• [Problem statement]:
In the records below, find the line containing "Reviewer check: every instance of the exposed"; copy exactly that line and all lines after it to the end, and nothing else.

Dataset entries:
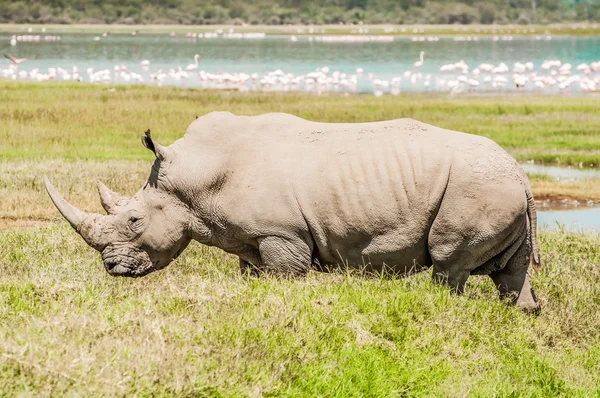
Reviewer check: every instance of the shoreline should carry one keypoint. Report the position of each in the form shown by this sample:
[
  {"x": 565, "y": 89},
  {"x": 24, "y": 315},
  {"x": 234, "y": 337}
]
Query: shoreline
[{"x": 563, "y": 30}]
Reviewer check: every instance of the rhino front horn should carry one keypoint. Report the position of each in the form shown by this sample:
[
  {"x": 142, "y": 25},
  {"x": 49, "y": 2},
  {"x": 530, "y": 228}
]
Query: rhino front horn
[
  {"x": 89, "y": 226},
  {"x": 73, "y": 215}
]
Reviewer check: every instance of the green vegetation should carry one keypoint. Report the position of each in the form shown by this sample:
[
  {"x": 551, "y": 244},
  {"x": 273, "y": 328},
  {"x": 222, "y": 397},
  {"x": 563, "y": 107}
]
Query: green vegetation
[
  {"x": 105, "y": 123},
  {"x": 199, "y": 328},
  {"x": 283, "y": 12},
  {"x": 579, "y": 29}
]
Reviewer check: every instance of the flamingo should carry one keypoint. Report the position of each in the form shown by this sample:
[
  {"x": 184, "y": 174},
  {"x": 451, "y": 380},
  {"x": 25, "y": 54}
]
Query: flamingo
[
  {"x": 15, "y": 61},
  {"x": 419, "y": 63},
  {"x": 193, "y": 66}
]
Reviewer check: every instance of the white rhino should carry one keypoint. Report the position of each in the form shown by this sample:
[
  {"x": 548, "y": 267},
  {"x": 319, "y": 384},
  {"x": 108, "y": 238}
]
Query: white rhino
[{"x": 287, "y": 195}]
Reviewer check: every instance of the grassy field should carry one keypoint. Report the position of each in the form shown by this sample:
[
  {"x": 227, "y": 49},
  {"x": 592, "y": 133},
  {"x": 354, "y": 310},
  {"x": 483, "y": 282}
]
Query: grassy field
[
  {"x": 199, "y": 328},
  {"x": 574, "y": 29}
]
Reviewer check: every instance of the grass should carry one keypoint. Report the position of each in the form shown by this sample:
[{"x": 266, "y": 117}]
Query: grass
[
  {"x": 105, "y": 123},
  {"x": 573, "y": 29},
  {"x": 199, "y": 328}
]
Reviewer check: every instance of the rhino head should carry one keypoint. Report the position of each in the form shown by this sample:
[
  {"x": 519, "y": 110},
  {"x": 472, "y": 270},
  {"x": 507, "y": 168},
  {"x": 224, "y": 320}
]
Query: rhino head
[{"x": 137, "y": 235}]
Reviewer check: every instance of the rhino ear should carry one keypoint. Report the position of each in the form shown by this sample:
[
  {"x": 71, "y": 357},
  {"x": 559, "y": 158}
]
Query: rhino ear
[
  {"x": 111, "y": 201},
  {"x": 160, "y": 151}
]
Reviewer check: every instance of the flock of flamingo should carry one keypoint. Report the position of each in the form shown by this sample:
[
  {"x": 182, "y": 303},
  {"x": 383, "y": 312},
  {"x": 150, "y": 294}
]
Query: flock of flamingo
[{"x": 549, "y": 76}]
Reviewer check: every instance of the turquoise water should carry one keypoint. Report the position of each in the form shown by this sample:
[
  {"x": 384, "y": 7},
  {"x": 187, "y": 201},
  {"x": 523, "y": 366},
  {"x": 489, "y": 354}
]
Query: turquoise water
[{"x": 221, "y": 55}]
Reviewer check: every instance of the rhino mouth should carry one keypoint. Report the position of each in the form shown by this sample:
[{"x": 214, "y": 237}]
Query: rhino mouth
[{"x": 128, "y": 267}]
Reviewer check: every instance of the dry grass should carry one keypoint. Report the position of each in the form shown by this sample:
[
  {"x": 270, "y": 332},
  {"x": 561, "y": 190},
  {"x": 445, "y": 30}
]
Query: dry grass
[{"x": 199, "y": 328}]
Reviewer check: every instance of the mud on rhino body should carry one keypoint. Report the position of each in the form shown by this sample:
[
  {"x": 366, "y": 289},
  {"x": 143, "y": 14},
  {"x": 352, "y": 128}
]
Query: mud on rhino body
[{"x": 284, "y": 193}]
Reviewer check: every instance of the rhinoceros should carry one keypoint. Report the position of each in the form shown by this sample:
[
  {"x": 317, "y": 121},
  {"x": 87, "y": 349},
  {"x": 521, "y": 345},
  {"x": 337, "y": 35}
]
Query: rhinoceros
[{"x": 287, "y": 195}]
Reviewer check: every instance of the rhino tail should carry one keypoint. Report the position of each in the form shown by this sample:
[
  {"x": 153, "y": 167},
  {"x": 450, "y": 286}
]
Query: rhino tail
[{"x": 532, "y": 214}]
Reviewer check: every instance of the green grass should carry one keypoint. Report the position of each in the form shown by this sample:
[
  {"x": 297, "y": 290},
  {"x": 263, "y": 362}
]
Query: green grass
[
  {"x": 199, "y": 328},
  {"x": 573, "y": 29},
  {"x": 67, "y": 121}
]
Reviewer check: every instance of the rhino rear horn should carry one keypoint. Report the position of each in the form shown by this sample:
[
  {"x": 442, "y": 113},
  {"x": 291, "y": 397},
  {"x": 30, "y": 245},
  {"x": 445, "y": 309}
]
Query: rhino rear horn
[
  {"x": 160, "y": 151},
  {"x": 111, "y": 201}
]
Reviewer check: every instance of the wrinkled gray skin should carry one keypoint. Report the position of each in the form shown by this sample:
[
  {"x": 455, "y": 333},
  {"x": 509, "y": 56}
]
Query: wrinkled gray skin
[{"x": 287, "y": 195}]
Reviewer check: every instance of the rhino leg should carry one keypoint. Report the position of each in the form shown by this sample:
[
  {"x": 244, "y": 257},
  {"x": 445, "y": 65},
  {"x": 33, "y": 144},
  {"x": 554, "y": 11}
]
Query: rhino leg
[
  {"x": 247, "y": 268},
  {"x": 512, "y": 281},
  {"x": 453, "y": 276},
  {"x": 285, "y": 257}
]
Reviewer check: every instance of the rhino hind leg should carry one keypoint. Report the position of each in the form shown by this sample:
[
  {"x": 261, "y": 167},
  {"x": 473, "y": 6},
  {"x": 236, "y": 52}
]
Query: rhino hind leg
[
  {"x": 453, "y": 277},
  {"x": 247, "y": 268},
  {"x": 512, "y": 281},
  {"x": 285, "y": 257}
]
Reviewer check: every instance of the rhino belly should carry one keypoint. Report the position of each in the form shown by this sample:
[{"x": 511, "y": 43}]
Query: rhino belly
[{"x": 400, "y": 251}]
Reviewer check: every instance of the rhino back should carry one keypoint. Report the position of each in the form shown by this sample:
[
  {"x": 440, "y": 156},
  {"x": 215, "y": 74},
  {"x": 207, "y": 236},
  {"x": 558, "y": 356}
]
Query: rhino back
[{"x": 364, "y": 193}]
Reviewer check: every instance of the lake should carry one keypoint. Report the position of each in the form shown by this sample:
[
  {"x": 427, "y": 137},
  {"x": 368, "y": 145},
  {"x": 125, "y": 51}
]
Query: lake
[{"x": 224, "y": 59}]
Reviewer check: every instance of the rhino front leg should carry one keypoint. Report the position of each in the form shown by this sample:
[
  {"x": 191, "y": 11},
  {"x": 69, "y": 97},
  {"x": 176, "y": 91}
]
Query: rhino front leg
[
  {"x": 285, "y": 257},
  {"x": 248, "y": 269}
]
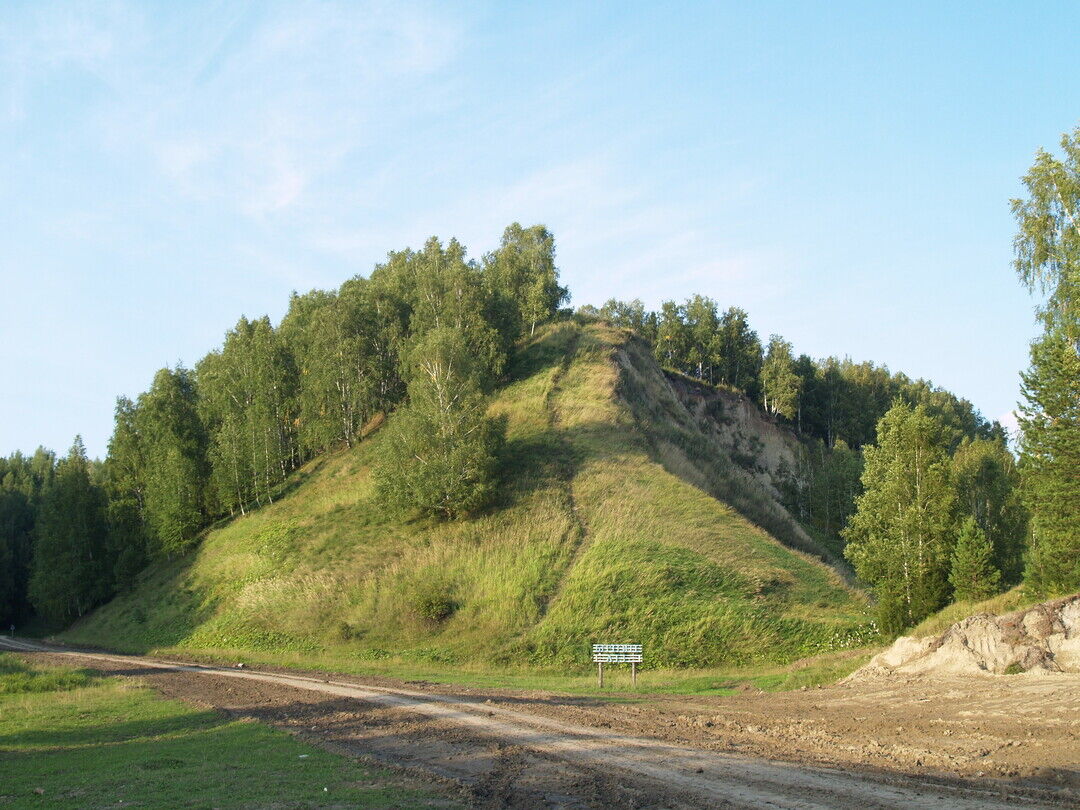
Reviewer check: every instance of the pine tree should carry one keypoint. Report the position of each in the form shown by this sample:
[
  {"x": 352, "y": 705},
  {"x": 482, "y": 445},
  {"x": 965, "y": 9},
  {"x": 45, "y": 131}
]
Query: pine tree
[
  {"x": 900, "y": 538},
  {"x": 972, "y": 574},
  {"x": 442, "y": 451},
  {"x": 1048, "y": 261}
]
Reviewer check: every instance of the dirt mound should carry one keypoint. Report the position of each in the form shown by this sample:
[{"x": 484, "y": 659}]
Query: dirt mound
[{"x": 1042, "y": 638}]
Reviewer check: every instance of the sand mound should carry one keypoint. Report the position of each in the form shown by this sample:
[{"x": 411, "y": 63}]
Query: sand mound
[{"x": 1042, "y": 638}]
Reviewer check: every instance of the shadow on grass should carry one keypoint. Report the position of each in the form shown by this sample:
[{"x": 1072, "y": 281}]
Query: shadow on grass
[{"x": 115, "y": 732}]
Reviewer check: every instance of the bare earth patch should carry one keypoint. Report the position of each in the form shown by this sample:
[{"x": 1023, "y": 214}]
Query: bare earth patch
[{"x": 889, "y": 742}]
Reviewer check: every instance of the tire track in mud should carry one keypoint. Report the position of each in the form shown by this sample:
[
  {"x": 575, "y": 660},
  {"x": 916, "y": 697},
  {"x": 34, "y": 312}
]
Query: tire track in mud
[{"x": 655, "y": 773}]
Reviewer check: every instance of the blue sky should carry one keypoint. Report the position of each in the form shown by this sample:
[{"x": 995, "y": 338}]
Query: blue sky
[{"x": 842, "y": 171}]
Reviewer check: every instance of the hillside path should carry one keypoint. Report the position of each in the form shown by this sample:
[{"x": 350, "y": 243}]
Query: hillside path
[{"x": 505, "y": 757}]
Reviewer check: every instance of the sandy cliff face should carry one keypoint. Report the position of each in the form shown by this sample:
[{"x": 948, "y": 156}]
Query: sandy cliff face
[
  {"x": 767, "y": 450},
  {"x": 1042, "y": 638}
]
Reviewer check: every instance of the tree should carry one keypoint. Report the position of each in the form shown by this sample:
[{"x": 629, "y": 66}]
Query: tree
[
  {"x": 739, "y": 352},
  {"x": 442, "y": 450},
  {"x": 1048, "y": 261},
  {"x": 987, "y": 485},
  {"x": 673, "y": 339},
  {"x": 780, "y": 383},
  {"x": 175, "y": 444},
  {"x": 972, "y": 574},
  {"x": 124, "y": 484},
  {"x": 71, "y": 569},
  {"x": 523, "y": 274},
  {"x": 900, "y": 539}
]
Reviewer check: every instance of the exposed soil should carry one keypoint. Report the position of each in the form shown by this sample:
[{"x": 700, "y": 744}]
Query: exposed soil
[
  {"x": 887, "y": 742},
  {"x": 1043, "y": 638}
]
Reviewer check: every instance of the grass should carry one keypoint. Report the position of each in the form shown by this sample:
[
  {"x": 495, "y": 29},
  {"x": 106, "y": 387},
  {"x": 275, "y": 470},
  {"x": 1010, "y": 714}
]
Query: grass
[
  {"x": 604, "y": 532},
  {"x": 814, "y": 671},
  {"x": 104, "y": 742}
]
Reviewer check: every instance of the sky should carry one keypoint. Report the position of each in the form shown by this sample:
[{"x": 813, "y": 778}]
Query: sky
[{"x": 841, "y": 171}]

• [Full output]:
Reviewer check: every instance of the exposed soil should carry one keypoint. Report the position of each in the form shown by this sample:
[{"x": 700, "y": 744}]
Query: exposed soil
[
  {"x": 887, "y": 742},
  {"x": 1043, "y": 638}
]
Reviewer check: every instance of the grass should carry one keypoint. Report the position of each in the form shown by this sample:
[
  {"x": 495, "y": 29},
  {"x": 106, "y": 387},
  {"x": 275, "y": 470},
  {"x": 1010, "y": 714}
]
Query: grass
[
  {"x": 604, "y": 532},
  {"x": 814, "y": 671},
  {"x": 104, "y": 742}
]
Reviewer check: every instance of the sky should carry one keypoint. Report the position of each in the form shown by this sample:
[{"x": 813, "y": 778}]
Query: sky
[{"x": 841, "y": 171}]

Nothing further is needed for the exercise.